Selected excerpt Block Start

Annual and season passes have long been a staple product offered by theme parks.
In recent years, the ‘pay once and come back all year’ model has been pushed heavily by Merlin Entertainments in particular.
And Merlin’s annual passes, which allow access to all of its attractions under various restrictions, have been a key product for over a decade.
But COVID-19’s arrival changed all that, when most theme parks were unable to even begin their 2020 season.
Merlin extended the expiry dates of its annual passes to try and compensate customers, but both season and annual passes remained on sale.
When parks were eventually allowed to re-open in July, they were forced to do so with reduced capacities, and with that reduced revenues.
Pass-holders found themselves having to pre-book entry rather then simply turn up when they wished, as many had always done.
And small booking fees were applied to pass-holders in order to curtail the number of people apparently booking but not turning up.
The move to apply fees attracted considerable negative reaction from customers, as well media coverage of which Paultons Park became an unfair focus.
The fees were later removed by Merlin, but this soon led to slots being unavailable for the rest the season at many attractions, despite standard-priced admission remaining available almost universally.
The lack of availability for pass-holders has been picked up on by the BBC’s Watchdog programme in recent weeks, in a further example of negative media coverage leading to a snowballing public backlash.
Rethinking the passes
In late September, Merlin began market research on ideas for new annual pass products, with variations including one-park only unlimited access among many other hypothetical concepts.
Then, four days before the survey was due to close, Merlin pulled its annual passes from sale on 24 September, citing guest feedback and pending new products being finalised.

Selected excerpt Block End
Dataset Block Start

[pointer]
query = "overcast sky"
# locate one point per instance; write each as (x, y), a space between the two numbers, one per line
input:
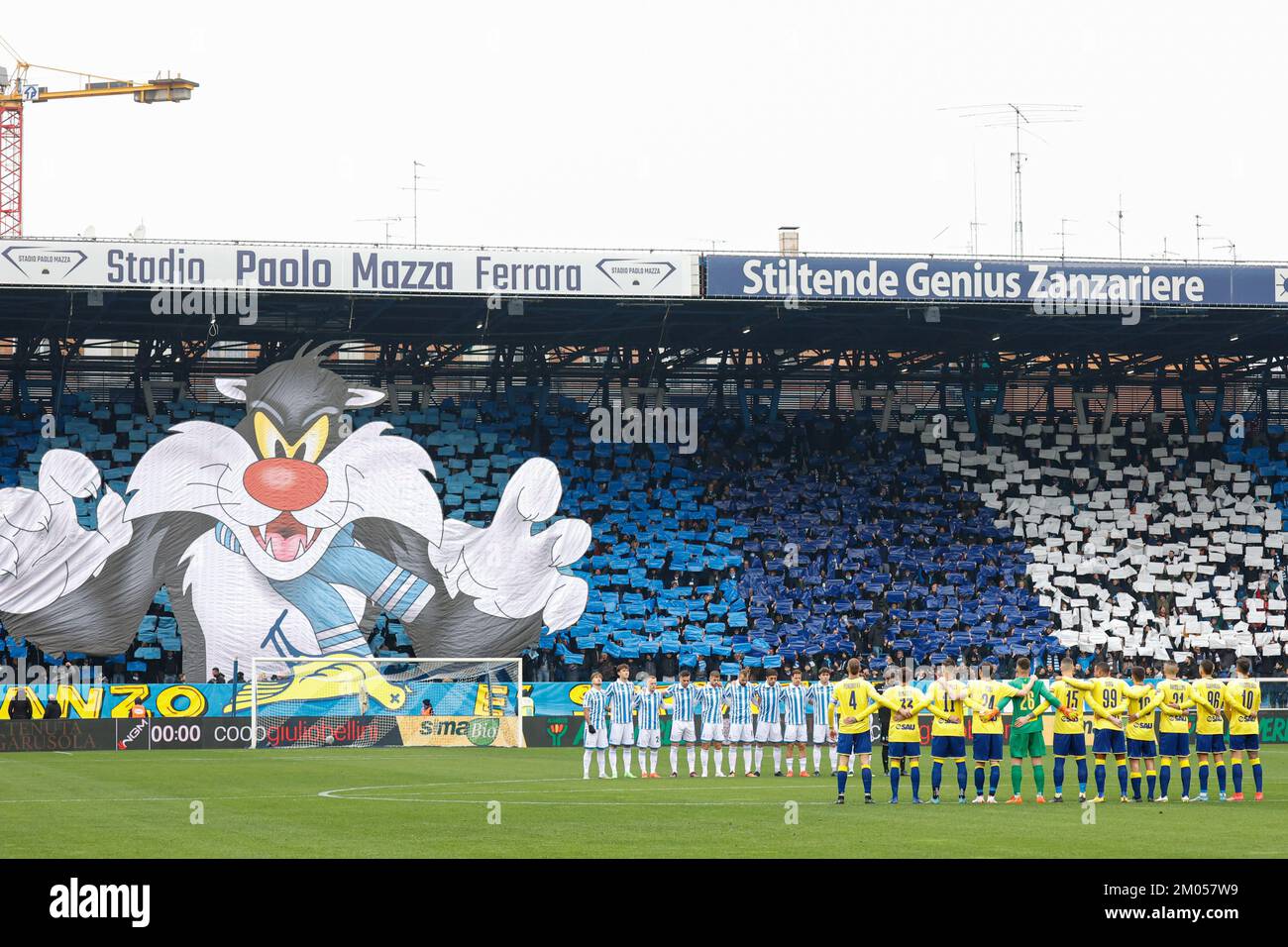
(666, 124)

Dataset Block End

* Complete the following *
a) Copy the article on theme park annual passes word for word, everything from "Annual and season" down to "remained on sale.".
b) Continue the article on theme park annual passes from its last sentence.

* Numbered responses *
a)
Annual and season passes have long been a staple product offered by theme parks.
In recent years, the ‘pay once and come back all year’ model has been pushed heavily by Merlin Entertainments in particular.
And Merlin’s annual passes, which allow access to all of its attractions under various restrictions, have been a key product for over a decade.
But COVID-19’s arrival changed all that, when most theme parks were unable to even begin their 2020 season.
Merlin extended the expiry dates of its annual passes to try and compensate customers, but both season and annual passes remained on sale.

b)
New products are expected to be launched in due course, but it is not clear in what form they will appear.
Then, last week Paultons Park took its own season tickets off sale due to “the ongoing operational challenges COVID-19 poses”.
Paultons cited its reasons as being in order to protect the offering of its current pass-holders, which – like Merlin’s – remain able to renew their passes.
It has become clear that the traditional concept of a year-long access product is proving unsustainable to many parks in the midst of COVID-19 and its associated restrictions.
Annual passes for 2021 are largely not being offered by other parks, but this is not necessarily unusual prior to the end of an operating season.
But that is not the case everywhere. Blackpool Pleasure Beach has been promoting season passes for 2021 as normal, and at its usual early-bird discounted price.
The current demise of the theme park annual pass is however likely to be relatively short-lived, as the eventual arrival of a COVID-19 vaccine seems likely to make the disease manageable.
Until then, it would seem wise to apply a degree of realism when considering the purchase of an annual pass.